__What the task requires__. Render each line of the material below as a Markdown table with two columns, Row and Line, numbering the rows in order and omitting any blank lines.
=== Dataset content ===
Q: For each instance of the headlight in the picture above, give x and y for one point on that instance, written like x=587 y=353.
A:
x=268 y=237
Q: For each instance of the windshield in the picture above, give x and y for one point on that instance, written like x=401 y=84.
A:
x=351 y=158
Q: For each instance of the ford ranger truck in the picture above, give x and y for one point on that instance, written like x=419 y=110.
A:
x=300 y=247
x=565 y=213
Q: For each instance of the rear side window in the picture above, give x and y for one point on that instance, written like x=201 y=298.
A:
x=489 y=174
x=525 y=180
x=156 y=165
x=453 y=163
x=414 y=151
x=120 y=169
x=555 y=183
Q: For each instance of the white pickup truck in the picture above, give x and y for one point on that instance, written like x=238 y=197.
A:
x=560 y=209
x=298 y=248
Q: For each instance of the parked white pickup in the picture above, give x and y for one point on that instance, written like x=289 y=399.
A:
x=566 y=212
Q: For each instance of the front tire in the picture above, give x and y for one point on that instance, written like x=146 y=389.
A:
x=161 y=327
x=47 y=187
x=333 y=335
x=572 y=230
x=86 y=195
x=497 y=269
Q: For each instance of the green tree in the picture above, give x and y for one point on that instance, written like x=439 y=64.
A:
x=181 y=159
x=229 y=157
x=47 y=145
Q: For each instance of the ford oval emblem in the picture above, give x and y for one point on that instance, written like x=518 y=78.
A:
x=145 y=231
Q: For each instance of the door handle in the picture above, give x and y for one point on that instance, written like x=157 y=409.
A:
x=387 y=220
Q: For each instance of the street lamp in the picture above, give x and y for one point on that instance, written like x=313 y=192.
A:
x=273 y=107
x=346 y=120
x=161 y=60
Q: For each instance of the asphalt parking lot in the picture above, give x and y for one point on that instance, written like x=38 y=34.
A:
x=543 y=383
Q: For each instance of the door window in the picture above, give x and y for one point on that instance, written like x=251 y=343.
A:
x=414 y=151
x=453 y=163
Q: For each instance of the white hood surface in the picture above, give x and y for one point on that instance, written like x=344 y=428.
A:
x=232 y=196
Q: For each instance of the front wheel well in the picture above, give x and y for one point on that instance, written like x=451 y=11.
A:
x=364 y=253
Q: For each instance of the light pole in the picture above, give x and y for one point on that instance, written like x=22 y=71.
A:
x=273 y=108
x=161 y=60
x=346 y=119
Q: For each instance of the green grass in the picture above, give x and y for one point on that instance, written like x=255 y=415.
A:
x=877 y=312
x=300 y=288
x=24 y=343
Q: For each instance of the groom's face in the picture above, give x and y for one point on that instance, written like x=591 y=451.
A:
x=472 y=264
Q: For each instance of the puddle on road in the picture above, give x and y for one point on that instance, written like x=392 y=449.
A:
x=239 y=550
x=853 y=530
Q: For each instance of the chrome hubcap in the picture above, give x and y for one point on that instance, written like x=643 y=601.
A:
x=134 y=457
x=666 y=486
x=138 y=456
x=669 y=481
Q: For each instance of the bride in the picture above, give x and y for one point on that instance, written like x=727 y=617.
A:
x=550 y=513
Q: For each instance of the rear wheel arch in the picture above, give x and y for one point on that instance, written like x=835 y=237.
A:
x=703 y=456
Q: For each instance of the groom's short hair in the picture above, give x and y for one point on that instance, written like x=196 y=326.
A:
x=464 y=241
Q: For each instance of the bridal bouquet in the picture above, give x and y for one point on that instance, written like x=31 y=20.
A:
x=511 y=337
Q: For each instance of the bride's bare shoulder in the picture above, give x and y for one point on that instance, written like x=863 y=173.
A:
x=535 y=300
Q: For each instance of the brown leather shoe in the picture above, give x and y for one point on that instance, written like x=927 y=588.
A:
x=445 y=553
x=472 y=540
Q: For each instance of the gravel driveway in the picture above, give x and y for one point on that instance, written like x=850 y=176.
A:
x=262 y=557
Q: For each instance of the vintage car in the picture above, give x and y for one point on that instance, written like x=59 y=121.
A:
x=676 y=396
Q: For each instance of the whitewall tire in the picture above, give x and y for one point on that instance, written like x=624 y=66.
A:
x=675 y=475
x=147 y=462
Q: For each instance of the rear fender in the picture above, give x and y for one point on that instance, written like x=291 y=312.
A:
===
__Completed exercise__.
| Row | Line |
|---|---|
| 1 | Q: For each instance of the headlight in the picture above, give x and y for one point on that instance, written like x=587 y=353. |
| 2 | A: |
| 3 | x=268 y=237 |
| 4 | Q: For each instance of the windshield in the picture above, give x and y for one point on that instance, written like x=401 y=84. |
| 5 | A: |
| 6 | x=351 y=158 |
| 7 | Q: For each instance of the ford ranger truck in the picture above, give x and y for one point on that instance, written like x=419 y=110. |
| 8 | A: |
| 9 | x=300 y=247 |
| 10 | x=565 y=213 |
| 11 | Q: For each instance of the rear side window in the picture above, give x and y for one point on that instance, written like x=201 y=298. |
| 12 | A: |
| 13 | x=489 y=174 |
| 14 | x=525 y=180 |
| 15 | x=156 y=165 |
| 16 | x=453 y=163 |
| 17 | x=414 y=151 |
| 18 | x=120 y=169 |
| 19 | x=555 y=183 |
| 20 | Q: For each instance of the white pickup truck in the picture above, give x and y for one point on that instance, written like x=238 y=197. |
| 21 | A: |
| 22 | x=560 y=209 |
| 23 | x=298 y=248 |
| 24 | Q: For each instance of the parked white pickup in the picture above, give x and y for one point on that instance, written like x=289 y=399. |
| 25 | A: |
| 26 | x=566 y=212 |
| 27 | Q: For each instance of the front tire in the picture above, give x and y for one point on that instance, written like x=146 y=389. |
| 28 | A: |
| 29 | x=161 y=327 |
| 30 | x=47 y=187 |
| 31 | x=333 y=335 |
| 32 | x=572 y=230 |
| 33 | x=86 y=195 |
| 34 | x=497 y=269 |
| 35 | Q: For each instance of the green tree in the picture above, give x and y for one point on that instance, written like x=439 y=64. |
| 36 | A: |
| 37 | x=181 y=159 |
| 38 | x=229 y=157 |
| 39 | x=47 y=145 |
| 40 | Q: For each instance of the ford oval emblem in the picture above, give x and y for one point on that instance, written like x=518 y=78. |
| 41 | A: |
| 42 | x=145 y=231 |
| 43 | Q: For each instance of the door handle in the picture above, give x and y for one point on that instance, written like x=157 y=409. |
| 44 | A: |
| 45 | x=387 y=220 |
| 46 | Q: For each instance of the street lamp in the picture above, give x and y for one point on that instance, written like x=313 y=192. |
| 47 | A: |
| 48 | x=273 y=107 |
| 49 | x=346 y=120 |
| 50 | x=161 y=60 |
| 51 | Q: For each instance of the asphalt parking lot in the picture above, give x and y for one point on that instance, written like x=38 y=34. |
| 52 | A: |
| 53 | x=543 y=383 |
| 54 | Q: For each instance of the door window in the picture above, give x and y for one point on that instance, written like x=251 y=343. |
| 55 | A: |
| 56 | x=414 y=151 |
| 57 | x=453 y=163 |
| 58 | Q: For each instance of the white hood surface in the picture above, give x and y for one point on that instance, written like x=344 y=428. |
| 59 | A: |
| 60 | x=232 y=196 |
| 61 | Q: For each instance of the front wheel well in the picture above, give x and y for one point on that instance, written like x=451 y=11. |
| 62 | A: |
| 63 | x=364 y=253 |
| 64 | Q: For each instance of the light pole in the picture above, give x and y for one point on that instance, written like x=22 y=71. |
| 65 | A: |
| 66 | x=273 y=108 |
| 67 | x=161 y=60 |
| 68 | x=346 y=119 |
| 69 | Q: For each instance of the green grass in the picture above, give x and y for one point on that instance, written like x=255 y=415. |
| 70 | A: |
| 71 | x=877 y=312 |
| 72 | x=300 y=288 |
| 73 | x=24 y=343 |
| 74 | Q: For each instance of the groom's face in the picture above, give x and y for one point on that instance, written like x=591 y=451. |
| 75 | A: |
| 76 | x=472 y=264 |
| 77 | Q: For each instance of the puddle on road in the picture above, give x and y for one point on that instance, written like x=392 y=449. |
| 78 | A: |
| 79 | x=239 y=550 |
| 80 | x=853 y=530 |
| 81 | Q: For each instance of the chrome hubcap in the picture above, give x and y for one point on that instance, written like x=643 y=601. |
| 82 | A: |
| 83 | x=134 y=457 |
| 84 | x=666 y=486 |
| 85 | x=138 y=456 |
| 86 | x=669 y=481 |
| 87 | Q: For each instance of the bride in the picture above, give x and y for one point on that instance, written like x=727 y=617. |
| 88 | A: |
| 89 | x=550 y=513 |
| 90 | Q: For each instance of the rear wheel arch in the picture above, give x and y for one point on that instance, written like x=835 y=237. |
| 91 | A: |
| 92 | x=703 y=456 |
| 93 | Q: For each instance of the groom's short hair in the picture above, give x and y for one point on that instance, written like x=196 y=326. |
| 94 | A: |
| 95 | x=464 y=241 |
| 96 | Q: For each instance of the bridal bouquet in the picture above, give x and y for one point on that instance, written like x=31 y=20. |
| 97 | A: |
| 98 | x=511 y=337 |
| 99 | Q: For each instance of the bride's bare shoulder in the picture above, give x and y for one point on that instance, written like x=863 y=173. |
| 100 | A: |
| 101 | x=535 y=300 |
| 102 | Q: For each instance of the brown leather shoe in the picture above, give x and y for one point on that instance, written like x=927 y=588. |
| 103 | A: |
| 104 | x=445 y=553 |
| 105 | x=472 y=540 |
| 106 | Q: For each instance of the gravel driveway in the picture above, give x and y for one point on that instance, written like x=850 y=176. |
| 107 | A: |
| 108 | x=262 y=557 |
| 109 | Q: For each instance of the vintage car in the picture above, give x and y for one point on that instance, written like x=59 y=121. |
| 110 | A: |
| 111 | x=676 y=396 |
| 112 | Q: For each instance of the whitewall tire in the picture above, give x and y for one point on that instance, written like x=624 y=66. |
| 113 | A: |
| 114 | x=675 y=475 |
| 115 | x=147 y=462 |
| 116 | Q: For each instance of the rear fender in the picture above, give x and y for one point on that instance, written like x=291 y=312. |
| 117 | A: |